▼
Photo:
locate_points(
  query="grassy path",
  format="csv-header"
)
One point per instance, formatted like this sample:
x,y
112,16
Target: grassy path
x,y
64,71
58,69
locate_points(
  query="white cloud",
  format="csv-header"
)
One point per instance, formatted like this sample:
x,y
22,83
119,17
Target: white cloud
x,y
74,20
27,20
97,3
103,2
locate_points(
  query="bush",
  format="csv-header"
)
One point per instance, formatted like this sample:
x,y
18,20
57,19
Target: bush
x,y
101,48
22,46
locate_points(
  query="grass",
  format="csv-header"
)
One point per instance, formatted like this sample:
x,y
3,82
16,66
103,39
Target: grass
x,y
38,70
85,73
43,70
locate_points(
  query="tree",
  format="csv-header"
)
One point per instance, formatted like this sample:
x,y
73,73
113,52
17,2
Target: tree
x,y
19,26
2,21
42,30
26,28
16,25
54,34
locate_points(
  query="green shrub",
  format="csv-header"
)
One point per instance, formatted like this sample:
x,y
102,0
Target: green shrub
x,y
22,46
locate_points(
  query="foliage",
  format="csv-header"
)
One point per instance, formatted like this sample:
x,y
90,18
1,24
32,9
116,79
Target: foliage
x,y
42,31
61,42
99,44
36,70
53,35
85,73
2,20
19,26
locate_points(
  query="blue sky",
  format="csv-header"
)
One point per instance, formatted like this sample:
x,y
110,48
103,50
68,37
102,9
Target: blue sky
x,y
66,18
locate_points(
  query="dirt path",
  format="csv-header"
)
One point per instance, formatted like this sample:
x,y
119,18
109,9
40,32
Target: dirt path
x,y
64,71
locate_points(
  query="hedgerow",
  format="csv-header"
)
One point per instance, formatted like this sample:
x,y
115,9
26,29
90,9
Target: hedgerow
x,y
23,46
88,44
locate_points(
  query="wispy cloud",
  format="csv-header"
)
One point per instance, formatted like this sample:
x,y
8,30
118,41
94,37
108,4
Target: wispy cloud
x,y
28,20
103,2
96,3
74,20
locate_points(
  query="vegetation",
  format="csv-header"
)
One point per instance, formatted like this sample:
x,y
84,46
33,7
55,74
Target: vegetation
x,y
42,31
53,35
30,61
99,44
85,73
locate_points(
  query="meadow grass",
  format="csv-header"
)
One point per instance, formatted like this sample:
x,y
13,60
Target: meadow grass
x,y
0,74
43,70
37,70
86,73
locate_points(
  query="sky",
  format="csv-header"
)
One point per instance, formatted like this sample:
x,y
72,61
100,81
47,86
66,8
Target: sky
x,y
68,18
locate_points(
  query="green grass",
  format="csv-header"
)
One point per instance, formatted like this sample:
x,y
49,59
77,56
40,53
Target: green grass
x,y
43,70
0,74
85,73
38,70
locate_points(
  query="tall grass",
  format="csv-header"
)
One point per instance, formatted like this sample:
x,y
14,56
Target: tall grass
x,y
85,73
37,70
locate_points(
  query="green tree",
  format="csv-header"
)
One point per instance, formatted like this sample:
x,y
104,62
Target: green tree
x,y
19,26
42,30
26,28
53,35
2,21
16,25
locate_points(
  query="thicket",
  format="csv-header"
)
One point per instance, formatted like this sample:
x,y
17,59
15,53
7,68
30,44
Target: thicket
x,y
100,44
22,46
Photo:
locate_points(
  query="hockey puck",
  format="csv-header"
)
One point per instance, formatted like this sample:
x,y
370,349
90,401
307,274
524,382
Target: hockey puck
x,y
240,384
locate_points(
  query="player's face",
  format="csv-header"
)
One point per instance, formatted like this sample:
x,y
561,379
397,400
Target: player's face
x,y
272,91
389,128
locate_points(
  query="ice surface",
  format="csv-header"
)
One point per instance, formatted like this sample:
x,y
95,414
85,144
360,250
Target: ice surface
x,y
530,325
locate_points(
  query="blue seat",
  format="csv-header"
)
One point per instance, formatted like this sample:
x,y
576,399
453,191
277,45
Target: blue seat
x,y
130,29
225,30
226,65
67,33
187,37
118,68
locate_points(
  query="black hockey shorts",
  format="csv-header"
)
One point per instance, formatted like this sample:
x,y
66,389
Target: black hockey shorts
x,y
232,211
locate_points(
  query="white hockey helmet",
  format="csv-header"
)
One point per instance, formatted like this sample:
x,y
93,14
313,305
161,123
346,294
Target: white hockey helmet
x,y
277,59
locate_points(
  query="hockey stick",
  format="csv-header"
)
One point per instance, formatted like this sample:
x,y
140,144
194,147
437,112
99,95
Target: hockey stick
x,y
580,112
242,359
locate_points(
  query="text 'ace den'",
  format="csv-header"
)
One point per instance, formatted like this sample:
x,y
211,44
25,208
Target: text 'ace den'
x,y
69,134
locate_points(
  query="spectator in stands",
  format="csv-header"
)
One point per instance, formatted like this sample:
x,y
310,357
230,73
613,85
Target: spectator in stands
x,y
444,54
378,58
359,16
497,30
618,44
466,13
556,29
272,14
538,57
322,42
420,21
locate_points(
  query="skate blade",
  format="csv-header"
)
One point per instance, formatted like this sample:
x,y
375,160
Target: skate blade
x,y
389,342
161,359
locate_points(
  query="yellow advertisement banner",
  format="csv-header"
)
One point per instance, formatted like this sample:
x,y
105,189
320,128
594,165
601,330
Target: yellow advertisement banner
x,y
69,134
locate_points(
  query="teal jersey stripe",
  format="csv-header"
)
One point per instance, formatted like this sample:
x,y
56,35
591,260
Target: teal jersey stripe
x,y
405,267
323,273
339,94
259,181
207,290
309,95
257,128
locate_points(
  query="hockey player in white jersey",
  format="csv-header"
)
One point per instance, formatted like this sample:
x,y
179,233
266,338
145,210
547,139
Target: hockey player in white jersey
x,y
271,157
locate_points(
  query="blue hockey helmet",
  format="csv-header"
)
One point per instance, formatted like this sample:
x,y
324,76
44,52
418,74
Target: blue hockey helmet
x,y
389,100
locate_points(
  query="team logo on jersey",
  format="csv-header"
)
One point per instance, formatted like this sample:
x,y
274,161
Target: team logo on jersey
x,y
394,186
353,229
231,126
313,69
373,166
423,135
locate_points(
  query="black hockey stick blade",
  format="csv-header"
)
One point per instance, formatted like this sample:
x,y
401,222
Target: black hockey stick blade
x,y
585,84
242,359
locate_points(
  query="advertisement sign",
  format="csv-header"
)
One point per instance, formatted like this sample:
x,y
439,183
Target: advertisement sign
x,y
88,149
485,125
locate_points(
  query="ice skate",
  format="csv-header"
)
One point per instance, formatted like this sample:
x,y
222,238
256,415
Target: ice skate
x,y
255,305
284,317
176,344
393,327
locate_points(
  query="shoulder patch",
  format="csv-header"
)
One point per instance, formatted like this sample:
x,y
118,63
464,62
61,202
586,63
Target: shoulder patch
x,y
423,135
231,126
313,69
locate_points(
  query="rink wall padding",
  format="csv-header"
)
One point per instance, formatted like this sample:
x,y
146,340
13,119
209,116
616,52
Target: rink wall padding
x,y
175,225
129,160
▲
- **WHAT THE EXERCISE ASKS**
Copy each entry exactly.

- **RESPONSE FOR THIS EXERCISE**
Photo:
locate_points(
  query="grassy path",
  format="csv-header"
)
One point per instance, formatted like this sample:
x,y
112,16
Target: grassy path
x,y
64,71
58,69
locate_points(
  query="white cloud",
  format="csv-header"
)
One point per instance, formatted like this sample:
x,y
22,83
119,17
Target: white cloud
x,y
74,20
27,20
97,3
103,2
locate_points(
  query="bush",
  format="csv-header"
)
One point per instance, formatted like this sample:
x,y
18,20
57,19
Target: bush
x,y
101,48
22,46
locate_points(
  query="grass",
  format="csv-header"
)
One point per instance, formatted like this sample:
x,y
3,82
16,66
103,39
Target: grass
x,y
38,70
85,73
43,70
locate_points(
  query="tree",
  format="csv-header"
)
One point per instance, formatted like this sample:
x,y
73,73
113,52
17,2
Target: tree
x,y
19,26
2,21
42,30
26,28
16,25
54,34
locate_points(
  query="green shrub",
  format="csv-header"
)
One point per instance, formatted like this sample:
x,y
102,0
Target: green shrub
x,y
22,46
locate_points(
  query="foliage",
  format="csv-header"
)
One point per instance, formatted like this sample:
x,y
90,18
1,24
32,9
116,79
Target: foliage
x,y
42,31
61,42
99,44
36,70
53,35
85,73
2,20
19,26
locate_points(
  query="blue sky",
  format="csv-header"
)
One point per instance, formatted like this sample:
x,y
110,48
103,50
68,37
102,9
Target: blue sky
x,y
66,18
locate_points(
  query="dirt path",
  format="csv-header"
)
One point per instance, formatted like this sample:
x,y
119,18
109,9
40,32
Target: dirt path
x,y
64,71
locate_points(
  query="hedgerow",
  format="csv-header"
)
One point per instance, formatted like this sample:
x,y
115,9
26,29
90,9
Target: hedgerow
x,y
23,46
88,44
locate_points(
  query="wispy cloud",
  format="csv-header"
)
One point per instance, formatted like this sample:
x,y
8,30
118,41
94,37
108,4
Target: wispy cloud
x,y
28,20
103,2
96,3
74,20
locate_points(
  query="vegetation",
  format="csv-header"
)
One point per instance, formatted like this sample:
x,y
84,46
33,7
55,74
Target: vegetation
x,y
42,31
53,35
30,61
99,44
85,73
locate_points(
  query="meadow grass",
  format="csv-header"
)
One point per instance, formatted like this sample:
x,y
13,60
Target: meadow grass
x,y
0,74
43,70
37,70
86,73
locate_points(
  query="sky",
  format="csv-header"
)
One point per instance, formatted like this sample:
x,y
72,61
100,81
47,86
66,8
Target: sky
x,y
68,18
locate_points(
  query="green grass",
  format="csv-header"
)
One point per instance, formatted like this sample:
x,y
49,59
77,56
40,53
Target: green grass
x,y
43,70
0,74
85,73
38,70
locate_points(
  query="tall grass",
  format="csv-header"
)
One point per instance, formatted like this sample:
x,y
14,56
Target: tall grass
x,y
85,73
37,70
locate_points(
  query="green tree",
  format="csv-header"
)
One point per instance, formatted like this sample:
x,y
104,62
Target: green tree
x,y
19,26
42,30
26,28
53,35
2,21
16,25
locate_points(
  query="thicket",
  format="csv-header"
)
One point per instance, formatted like this sample:
x,y
17,59
15,53
7,68
30,44
Target: thicket
x,y
100,44
22,46
Photo:
locate_points(
  query="hockey puck",
  format="csv-header"
)
One point per instance, formatted like this sample:
x,y
370,349
90,401
307,274
524,382
Target: hockey puck
x,y
240,384
locate_points(
  query="player's face",
  format="csv-header"
)
One point per instance, formatted like this sample:
x,y
561,379
397,400
Target: player's face
x,y
272,91
389,128
locate_points(
  query="ice surface",
  format="csv-header"
)
One point per instance, formatted like this sample:
x,y
95,414
85,144
360,250
Target: ice surface
x,y
530,325
locate_points(
  query="blue seat",
  format="csv-header"
)
One point per instance, formatted like this sample:
x,y
576,399
453,191
277,45
Target: blue seat
x,y
130,29
225,30
226,65
67,33
187,37
118,68
locate_points(
  query="black hockey shorts",
  format="csv-header"
)
One point per instance, formatted like this sample:
x,y
66,389
Target: black hockey shorts
x,y
232,211
locate_points(
  query="white hockey helmet",
  format="csv-header"
)
One point per instance, formatted like this sample:
x,y
93,14
313,305
161,123
346,294
Target: white hockey helmet
x,y
277,59
locate_points(
  query="hockey stick",
  format="csv-header"
)
One point per instance, formatted like this sample:
x,y
140,144
194,147
437,112
99,95
Target: hockey stick
x,y
580,112
242,359
locate_points(
  query="text 'ace den'",
  format="csv-header"
)
One point per instance, formatted like this sample:
x,y
211,44
25,208
Target: text 'ace den'
x,y
69,134
locate_points(
  query="spectator in stands",
  format="csv-header"
)
One point per instance, formatted like this sample:
x,y
310,357
230,73
613,85
Target: spectator in stands
x,y
444,54
378,58
359,16
497,30
618,44
466,13
556,29
272,14
538,57
322,42
420,21
locate_points(
  query="skate blade",
  format="csv-header"
)
One point per instance, formatted like this sample:
x,y
375,160
Target: skate blade
x,y
389,342
161,359
locate_points(
  query="yellow advertisement banner",
  format="csv-header"
)
One point per instance, formatted like this sample:
x,y
105,189
320,128
594,165
601,330
Target: yellow advertisement banner
x,y
69,134
locate_points(
  query="teal jersey stripe",
  format="csv-header"
)
One point per instance, formatted like this sample:
x,y
56,35
591,260
Target: teal jersey stripe
x,y
405,267
323,273
339,94
259,181
207,290
309,95
257,128
locate_points(
  query="hockey player in white jersey",
  format="csv-header"
)
One point per instance, formatted like this sample:
x,y
179,233
266,338
145,210
547,139
Target: hockey player in white jersey
x,y
271,157
locate_points(
  query="blue hockey helmet",
  format="csv-header"
)
One point per instance, formatted like this sample:
x,y
324,76
44,52
418,74
Target: blue hockey helmet
x,y
389,100
locate_points(
  query="team logo on jersey",
  format="csv-header"
)
One point per instance, formatted like this sample:
x,y
274,161
Target: team logo on jersey
x,y
394,186
353,229
231,126
313,69
373,166
423,135
locate_points(
  query="black hockey stick blade",
  format="csv-header"
)
One point per instance, formatted like this sample:
x,y
401,222
Target: black hockey stick blade
x,y
585,84
242,359
locate_points(
  query="advertisement sign",
  format="csv-header"
)
One point per instance, formatted like this sample:
x,y
439,183
Target: advertisement sign
x,y
88,149
485,125
locate_points(
  query="ice skate",
  format="csv-header"
)
One point per instance, formatted like this sample:
x,y
222,238
256,415
Target: ice skate
x,y
255,305
284,317
176,344
393,327
locate_points(
  query="shoulder patch",
  format="csv-header"
)
One point per instance, formatted like this sample:
x,y
118,63
464,62
61,202
586,63
Target: shoulder patch
x,y
423,135
231,126
313,69
locate_points(
  query="rink wall padding",
  format="csv-header"
)
One point per instance, formatted like this sample:
x,y
146,340
13,119
209,116
616,52
Target: rink wall padding
x,y
175,225
129,160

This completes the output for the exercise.